→ Stated task
Copy out the material from the line containing "trace --target sofa" through the line containing "[[[206,187],[205,190],[220,190],[220,187]]]", with both ends included. Leave the pictures out.

→ Material provided
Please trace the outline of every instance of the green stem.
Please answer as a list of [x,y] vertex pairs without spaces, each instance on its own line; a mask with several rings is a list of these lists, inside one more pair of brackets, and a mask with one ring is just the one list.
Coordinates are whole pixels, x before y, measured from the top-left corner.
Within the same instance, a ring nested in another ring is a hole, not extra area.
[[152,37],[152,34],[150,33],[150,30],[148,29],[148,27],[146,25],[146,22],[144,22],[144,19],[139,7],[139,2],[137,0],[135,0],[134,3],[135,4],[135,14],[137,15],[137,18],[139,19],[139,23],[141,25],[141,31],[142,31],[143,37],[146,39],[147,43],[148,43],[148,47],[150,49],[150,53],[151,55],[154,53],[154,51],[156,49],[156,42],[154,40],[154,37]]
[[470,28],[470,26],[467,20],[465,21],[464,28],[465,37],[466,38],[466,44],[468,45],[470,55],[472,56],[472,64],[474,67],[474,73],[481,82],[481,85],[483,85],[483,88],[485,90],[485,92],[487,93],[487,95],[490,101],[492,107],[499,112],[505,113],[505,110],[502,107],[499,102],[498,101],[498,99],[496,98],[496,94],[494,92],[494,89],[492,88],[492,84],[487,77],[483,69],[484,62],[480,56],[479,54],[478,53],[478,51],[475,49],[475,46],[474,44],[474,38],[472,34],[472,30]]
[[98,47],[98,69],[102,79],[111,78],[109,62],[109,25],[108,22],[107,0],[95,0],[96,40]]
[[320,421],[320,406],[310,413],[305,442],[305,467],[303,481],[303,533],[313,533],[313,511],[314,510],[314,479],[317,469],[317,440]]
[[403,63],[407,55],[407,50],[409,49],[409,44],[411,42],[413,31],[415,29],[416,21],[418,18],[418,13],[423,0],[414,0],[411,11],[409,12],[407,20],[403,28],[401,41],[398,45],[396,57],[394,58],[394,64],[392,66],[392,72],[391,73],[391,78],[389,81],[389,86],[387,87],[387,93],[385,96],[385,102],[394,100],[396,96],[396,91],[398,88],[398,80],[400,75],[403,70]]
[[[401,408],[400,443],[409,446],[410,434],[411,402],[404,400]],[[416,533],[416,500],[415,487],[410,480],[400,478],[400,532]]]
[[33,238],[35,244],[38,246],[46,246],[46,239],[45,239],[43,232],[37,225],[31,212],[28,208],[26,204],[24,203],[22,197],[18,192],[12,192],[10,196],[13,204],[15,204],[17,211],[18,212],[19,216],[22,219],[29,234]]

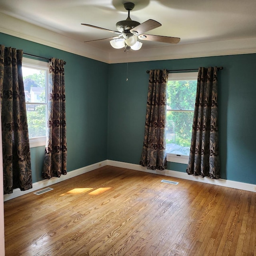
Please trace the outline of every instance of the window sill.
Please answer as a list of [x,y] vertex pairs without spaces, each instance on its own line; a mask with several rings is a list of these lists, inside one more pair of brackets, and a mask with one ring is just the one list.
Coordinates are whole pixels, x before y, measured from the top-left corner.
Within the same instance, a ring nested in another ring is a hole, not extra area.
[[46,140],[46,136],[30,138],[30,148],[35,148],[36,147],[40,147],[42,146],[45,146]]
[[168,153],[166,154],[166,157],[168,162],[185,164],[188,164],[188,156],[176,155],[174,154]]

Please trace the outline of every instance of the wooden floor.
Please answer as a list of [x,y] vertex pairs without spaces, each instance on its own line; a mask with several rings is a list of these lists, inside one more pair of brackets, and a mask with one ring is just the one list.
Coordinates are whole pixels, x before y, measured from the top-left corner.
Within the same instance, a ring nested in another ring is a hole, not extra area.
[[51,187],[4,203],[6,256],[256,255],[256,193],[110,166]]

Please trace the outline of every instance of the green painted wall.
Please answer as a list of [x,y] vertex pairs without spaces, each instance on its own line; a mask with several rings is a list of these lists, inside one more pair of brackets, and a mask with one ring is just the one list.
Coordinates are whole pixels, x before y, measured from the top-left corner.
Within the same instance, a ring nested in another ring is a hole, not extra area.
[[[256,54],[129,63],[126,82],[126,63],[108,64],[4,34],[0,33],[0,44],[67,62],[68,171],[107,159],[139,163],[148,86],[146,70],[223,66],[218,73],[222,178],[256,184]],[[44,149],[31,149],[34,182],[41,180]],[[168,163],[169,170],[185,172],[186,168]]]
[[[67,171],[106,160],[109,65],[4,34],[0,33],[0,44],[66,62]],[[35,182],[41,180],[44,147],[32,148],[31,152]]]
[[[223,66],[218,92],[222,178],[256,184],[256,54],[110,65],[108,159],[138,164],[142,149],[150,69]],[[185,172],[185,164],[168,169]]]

...

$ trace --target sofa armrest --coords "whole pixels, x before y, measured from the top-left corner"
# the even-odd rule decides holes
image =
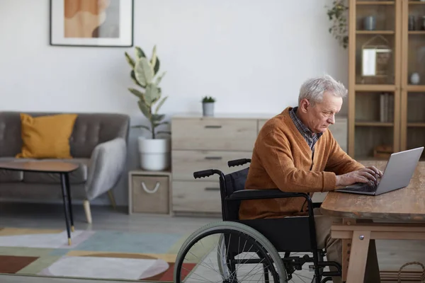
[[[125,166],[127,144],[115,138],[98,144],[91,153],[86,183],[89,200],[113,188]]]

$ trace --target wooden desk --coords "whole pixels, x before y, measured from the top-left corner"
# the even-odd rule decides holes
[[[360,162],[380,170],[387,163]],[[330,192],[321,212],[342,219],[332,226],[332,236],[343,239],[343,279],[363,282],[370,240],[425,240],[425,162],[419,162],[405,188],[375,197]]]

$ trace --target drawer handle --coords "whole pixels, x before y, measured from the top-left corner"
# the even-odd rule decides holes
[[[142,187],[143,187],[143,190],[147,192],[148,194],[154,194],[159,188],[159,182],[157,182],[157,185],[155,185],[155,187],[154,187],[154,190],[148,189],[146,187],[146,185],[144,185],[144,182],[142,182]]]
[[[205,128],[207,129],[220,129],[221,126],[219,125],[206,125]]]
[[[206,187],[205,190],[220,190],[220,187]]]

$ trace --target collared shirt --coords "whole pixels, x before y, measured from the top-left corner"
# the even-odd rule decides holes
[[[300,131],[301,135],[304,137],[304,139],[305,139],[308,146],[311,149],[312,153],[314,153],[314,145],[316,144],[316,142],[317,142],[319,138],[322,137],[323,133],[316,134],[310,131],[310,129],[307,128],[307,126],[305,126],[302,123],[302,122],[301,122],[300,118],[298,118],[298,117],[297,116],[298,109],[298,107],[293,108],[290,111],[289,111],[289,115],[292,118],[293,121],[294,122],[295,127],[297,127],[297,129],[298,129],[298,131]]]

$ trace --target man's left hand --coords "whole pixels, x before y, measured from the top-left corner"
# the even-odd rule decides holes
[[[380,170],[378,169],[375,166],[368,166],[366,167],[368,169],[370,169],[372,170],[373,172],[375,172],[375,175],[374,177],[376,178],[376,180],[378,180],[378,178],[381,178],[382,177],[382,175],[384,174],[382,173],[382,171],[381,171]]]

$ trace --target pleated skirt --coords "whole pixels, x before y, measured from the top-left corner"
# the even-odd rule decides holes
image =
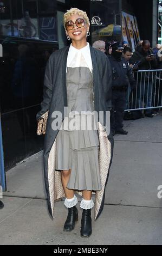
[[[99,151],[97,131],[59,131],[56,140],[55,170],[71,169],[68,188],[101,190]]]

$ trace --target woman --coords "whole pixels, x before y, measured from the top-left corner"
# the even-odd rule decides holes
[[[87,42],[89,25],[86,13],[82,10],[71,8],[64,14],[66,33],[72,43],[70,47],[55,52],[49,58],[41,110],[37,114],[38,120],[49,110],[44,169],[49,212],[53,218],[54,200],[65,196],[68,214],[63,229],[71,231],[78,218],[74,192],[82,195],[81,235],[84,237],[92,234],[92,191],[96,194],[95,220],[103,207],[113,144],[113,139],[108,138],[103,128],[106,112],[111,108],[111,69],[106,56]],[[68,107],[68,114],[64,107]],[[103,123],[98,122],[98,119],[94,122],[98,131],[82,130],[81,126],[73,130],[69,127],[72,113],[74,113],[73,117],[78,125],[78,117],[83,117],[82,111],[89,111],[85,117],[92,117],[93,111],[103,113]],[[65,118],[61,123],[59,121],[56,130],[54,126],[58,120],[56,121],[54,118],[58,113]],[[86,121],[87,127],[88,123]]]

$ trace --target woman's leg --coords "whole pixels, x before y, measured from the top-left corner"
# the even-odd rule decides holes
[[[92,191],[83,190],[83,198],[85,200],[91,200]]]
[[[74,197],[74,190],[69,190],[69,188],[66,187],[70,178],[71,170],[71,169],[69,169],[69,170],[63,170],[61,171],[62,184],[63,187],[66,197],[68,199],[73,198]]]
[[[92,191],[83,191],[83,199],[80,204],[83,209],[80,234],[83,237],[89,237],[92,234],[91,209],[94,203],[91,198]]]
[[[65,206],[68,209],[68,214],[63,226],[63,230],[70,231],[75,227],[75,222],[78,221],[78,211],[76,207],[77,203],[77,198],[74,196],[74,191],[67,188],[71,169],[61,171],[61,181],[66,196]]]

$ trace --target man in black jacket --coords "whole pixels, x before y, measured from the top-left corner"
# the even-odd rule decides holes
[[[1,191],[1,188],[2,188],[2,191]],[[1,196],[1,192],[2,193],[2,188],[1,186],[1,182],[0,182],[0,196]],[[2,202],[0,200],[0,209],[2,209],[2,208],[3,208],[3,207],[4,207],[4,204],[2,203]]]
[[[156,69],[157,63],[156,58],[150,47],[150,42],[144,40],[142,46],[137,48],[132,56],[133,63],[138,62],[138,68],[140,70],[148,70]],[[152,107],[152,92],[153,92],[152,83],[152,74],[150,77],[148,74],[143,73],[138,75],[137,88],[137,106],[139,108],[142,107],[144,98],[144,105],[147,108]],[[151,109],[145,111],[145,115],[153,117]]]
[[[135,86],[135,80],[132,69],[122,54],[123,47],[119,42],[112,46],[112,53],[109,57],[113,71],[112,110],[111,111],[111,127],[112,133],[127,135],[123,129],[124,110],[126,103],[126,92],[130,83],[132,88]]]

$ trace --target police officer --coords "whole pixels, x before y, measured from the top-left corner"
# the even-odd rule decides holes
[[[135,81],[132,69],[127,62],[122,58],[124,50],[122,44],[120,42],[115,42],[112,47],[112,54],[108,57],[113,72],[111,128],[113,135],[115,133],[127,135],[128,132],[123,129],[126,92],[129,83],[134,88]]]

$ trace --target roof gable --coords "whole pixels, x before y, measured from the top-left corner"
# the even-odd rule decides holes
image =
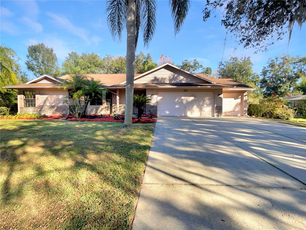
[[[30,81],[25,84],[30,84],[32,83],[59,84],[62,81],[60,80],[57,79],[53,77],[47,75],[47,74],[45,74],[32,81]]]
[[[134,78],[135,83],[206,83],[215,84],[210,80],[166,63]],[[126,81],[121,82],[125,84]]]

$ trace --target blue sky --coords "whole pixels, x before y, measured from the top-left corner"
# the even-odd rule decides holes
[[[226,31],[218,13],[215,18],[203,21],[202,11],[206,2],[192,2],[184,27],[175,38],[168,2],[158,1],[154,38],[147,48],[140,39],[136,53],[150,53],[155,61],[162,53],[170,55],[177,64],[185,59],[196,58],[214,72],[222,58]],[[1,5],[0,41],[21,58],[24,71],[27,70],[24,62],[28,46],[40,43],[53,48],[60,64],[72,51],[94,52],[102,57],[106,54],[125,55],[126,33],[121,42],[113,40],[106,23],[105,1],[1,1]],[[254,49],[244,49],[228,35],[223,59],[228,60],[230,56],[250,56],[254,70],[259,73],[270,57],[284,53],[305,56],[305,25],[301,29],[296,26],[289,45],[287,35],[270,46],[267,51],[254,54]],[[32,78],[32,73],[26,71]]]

---

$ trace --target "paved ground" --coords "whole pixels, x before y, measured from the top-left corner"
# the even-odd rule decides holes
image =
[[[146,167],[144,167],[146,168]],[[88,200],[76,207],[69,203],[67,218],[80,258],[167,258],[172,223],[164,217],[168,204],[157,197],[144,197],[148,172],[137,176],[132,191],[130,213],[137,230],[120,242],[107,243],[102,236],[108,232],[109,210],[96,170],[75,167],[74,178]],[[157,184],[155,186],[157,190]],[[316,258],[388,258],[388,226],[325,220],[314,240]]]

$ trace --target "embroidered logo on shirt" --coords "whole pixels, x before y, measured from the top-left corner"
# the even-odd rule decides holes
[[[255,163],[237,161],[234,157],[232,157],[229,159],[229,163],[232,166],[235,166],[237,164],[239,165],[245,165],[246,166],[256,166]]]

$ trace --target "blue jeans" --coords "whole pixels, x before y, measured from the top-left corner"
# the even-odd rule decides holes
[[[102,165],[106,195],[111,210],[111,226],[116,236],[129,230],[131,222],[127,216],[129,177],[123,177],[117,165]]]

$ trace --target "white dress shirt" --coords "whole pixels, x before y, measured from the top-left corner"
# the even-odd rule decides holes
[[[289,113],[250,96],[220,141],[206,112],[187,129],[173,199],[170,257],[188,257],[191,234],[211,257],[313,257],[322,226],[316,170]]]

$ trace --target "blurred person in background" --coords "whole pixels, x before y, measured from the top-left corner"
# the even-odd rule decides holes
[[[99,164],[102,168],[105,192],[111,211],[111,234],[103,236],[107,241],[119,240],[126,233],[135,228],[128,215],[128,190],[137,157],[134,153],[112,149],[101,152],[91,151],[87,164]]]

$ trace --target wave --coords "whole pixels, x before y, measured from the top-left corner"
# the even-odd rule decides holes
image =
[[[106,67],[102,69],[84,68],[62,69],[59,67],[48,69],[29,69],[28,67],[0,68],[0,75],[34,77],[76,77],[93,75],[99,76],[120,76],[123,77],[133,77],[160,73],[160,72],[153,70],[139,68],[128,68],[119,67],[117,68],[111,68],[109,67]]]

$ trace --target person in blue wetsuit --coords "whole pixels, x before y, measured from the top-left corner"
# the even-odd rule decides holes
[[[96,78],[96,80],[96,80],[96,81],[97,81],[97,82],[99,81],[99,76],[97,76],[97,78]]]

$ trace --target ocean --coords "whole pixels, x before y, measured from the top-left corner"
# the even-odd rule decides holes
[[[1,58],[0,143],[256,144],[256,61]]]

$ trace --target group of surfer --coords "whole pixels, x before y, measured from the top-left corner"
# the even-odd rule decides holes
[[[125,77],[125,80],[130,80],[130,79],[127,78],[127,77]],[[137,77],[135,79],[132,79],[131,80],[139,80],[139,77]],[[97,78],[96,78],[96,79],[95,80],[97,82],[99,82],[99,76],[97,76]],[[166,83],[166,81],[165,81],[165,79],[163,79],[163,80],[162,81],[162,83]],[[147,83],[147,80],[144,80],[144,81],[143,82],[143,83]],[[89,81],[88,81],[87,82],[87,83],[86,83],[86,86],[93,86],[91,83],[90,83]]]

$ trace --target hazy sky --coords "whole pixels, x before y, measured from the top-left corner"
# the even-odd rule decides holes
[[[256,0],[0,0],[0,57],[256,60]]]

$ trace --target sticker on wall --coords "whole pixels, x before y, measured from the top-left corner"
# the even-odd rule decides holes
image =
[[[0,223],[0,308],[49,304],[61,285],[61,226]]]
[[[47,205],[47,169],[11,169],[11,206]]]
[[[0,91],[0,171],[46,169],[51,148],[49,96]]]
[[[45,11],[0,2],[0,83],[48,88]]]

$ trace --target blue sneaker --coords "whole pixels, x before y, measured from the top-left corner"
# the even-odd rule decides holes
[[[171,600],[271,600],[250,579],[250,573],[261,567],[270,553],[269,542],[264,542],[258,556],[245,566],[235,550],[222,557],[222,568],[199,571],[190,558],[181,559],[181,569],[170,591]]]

→ Written answer
$ trace --target sofa armrest --coords "whole pixels, x before y, measured from the top-left corner"
# the even-odd rule decides holes
image =
[[[125,166],[127,144],[115,138],[98,144],[91,153],[86,183],[89,200],[113,188]]]

$ trace --target wooden desk --coords "whole pixels, x before y, measured from the top-left corner"
# the even-odd rule decides holes
[[[360,162],[380,170],[387,163]],[[330,192],[321,212],[342,219],[332,226],[332,236],[343,239],[343,279],[363,282],[370,240],[425,240],[425,162],[419,162],[405,188],[375,197]]]

$ trace --target drawer handle --coords "whole pixels, x before y, measured from the top-left corner"
# the even-odd rule decides holes
[[[142,187],[143,187],[143,190],[147,192],[148,194],[154,194],[159,188],[159,182],[157,182],[157,185],[155,185],[155,187],[154,187],[154,190],[148,189],[146,187],[146,185],[144,185],[144,182],[142,182]]]
[[[205,128],[207,129],[220,129],[221,126],[219,125],[206,125]]]
[[[206,187],[205,190],[220,190],[220,187]]]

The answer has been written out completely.